▶ [What the task requires] Pick out and copy every line in the material below that contains the string "slope". Case counts.

▶ [Given data]
######

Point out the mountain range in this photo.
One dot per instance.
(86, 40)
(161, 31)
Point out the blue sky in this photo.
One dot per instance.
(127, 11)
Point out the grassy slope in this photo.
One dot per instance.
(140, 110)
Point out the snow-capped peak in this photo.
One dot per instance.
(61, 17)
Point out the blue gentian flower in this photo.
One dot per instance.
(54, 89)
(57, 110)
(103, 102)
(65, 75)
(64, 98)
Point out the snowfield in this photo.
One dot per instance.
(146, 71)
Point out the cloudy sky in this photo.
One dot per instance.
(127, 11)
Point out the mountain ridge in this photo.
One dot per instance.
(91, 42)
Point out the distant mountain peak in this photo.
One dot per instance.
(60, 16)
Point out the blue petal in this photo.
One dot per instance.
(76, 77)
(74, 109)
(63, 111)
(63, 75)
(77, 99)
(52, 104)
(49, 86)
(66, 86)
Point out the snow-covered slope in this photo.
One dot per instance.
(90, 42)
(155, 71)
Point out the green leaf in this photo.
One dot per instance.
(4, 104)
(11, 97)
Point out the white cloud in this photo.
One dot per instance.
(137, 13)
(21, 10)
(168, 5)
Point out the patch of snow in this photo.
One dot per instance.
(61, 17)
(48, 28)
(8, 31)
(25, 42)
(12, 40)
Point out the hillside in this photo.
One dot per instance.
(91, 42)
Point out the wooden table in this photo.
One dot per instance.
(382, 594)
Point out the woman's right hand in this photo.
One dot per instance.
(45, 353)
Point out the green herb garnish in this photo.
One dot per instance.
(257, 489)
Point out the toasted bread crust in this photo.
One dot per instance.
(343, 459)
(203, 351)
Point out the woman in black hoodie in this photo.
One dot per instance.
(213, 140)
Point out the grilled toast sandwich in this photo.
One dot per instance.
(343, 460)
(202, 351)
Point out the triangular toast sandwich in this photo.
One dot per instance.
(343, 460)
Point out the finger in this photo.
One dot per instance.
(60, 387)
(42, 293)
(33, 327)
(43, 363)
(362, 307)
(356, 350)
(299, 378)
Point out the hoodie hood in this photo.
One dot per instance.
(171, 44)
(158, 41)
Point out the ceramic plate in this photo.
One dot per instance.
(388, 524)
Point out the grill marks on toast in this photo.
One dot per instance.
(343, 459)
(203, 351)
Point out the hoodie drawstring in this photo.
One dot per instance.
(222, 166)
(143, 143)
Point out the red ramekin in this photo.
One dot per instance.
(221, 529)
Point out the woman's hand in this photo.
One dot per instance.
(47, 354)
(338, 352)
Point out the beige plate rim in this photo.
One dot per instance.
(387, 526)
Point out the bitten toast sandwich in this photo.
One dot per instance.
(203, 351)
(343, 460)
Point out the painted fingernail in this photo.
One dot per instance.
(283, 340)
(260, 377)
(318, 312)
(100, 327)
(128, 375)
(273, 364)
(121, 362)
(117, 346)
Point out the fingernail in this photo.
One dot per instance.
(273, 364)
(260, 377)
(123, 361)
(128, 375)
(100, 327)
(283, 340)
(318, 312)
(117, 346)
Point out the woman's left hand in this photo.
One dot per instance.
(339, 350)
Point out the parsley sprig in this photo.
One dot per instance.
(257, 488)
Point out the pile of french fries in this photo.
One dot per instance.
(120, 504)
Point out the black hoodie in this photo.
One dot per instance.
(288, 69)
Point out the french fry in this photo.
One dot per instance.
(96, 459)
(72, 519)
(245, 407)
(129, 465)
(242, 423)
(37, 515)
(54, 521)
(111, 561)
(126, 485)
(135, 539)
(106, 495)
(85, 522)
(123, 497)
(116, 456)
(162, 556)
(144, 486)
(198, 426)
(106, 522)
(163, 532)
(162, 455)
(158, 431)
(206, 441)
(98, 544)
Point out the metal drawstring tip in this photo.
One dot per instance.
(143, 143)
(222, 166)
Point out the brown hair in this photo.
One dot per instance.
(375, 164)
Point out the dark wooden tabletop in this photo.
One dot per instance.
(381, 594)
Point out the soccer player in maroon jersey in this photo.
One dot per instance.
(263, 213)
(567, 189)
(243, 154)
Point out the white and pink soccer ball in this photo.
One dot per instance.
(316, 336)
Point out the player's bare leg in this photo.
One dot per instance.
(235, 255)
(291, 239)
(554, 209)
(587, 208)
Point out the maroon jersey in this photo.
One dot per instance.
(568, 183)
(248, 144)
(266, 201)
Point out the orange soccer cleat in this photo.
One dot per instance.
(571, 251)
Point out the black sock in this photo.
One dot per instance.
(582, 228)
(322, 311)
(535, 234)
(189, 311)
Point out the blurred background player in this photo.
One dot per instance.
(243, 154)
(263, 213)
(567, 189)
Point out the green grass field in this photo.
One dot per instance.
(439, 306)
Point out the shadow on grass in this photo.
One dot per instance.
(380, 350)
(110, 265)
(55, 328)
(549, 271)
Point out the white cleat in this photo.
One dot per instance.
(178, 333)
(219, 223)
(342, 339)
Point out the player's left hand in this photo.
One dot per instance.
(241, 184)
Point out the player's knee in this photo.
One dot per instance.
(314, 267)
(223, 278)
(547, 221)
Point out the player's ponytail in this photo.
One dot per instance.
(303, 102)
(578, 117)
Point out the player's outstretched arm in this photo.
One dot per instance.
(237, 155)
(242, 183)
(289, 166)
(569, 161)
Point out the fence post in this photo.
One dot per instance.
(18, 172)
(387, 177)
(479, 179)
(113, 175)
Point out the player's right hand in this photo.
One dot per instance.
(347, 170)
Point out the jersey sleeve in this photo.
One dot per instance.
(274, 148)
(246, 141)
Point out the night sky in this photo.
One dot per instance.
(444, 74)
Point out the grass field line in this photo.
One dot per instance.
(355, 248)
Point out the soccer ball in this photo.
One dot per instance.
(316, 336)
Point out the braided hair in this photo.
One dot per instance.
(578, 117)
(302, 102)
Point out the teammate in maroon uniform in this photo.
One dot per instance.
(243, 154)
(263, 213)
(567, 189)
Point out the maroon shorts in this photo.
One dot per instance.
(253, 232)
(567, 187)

######

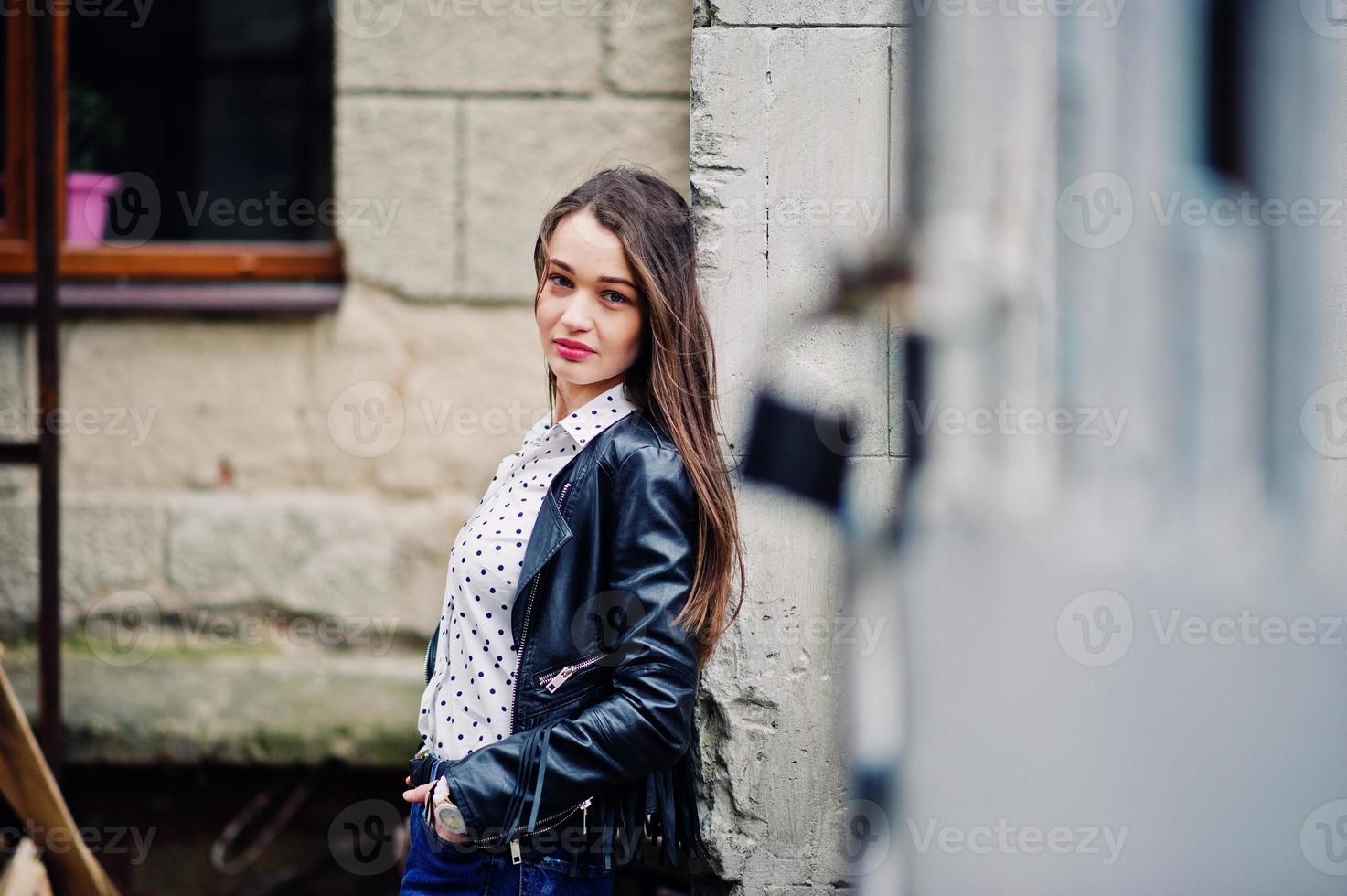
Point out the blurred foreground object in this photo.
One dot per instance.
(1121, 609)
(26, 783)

######

▶ [The output]
Point out the grassy slope in this photo.
Point out the snow-covered slope in this photo.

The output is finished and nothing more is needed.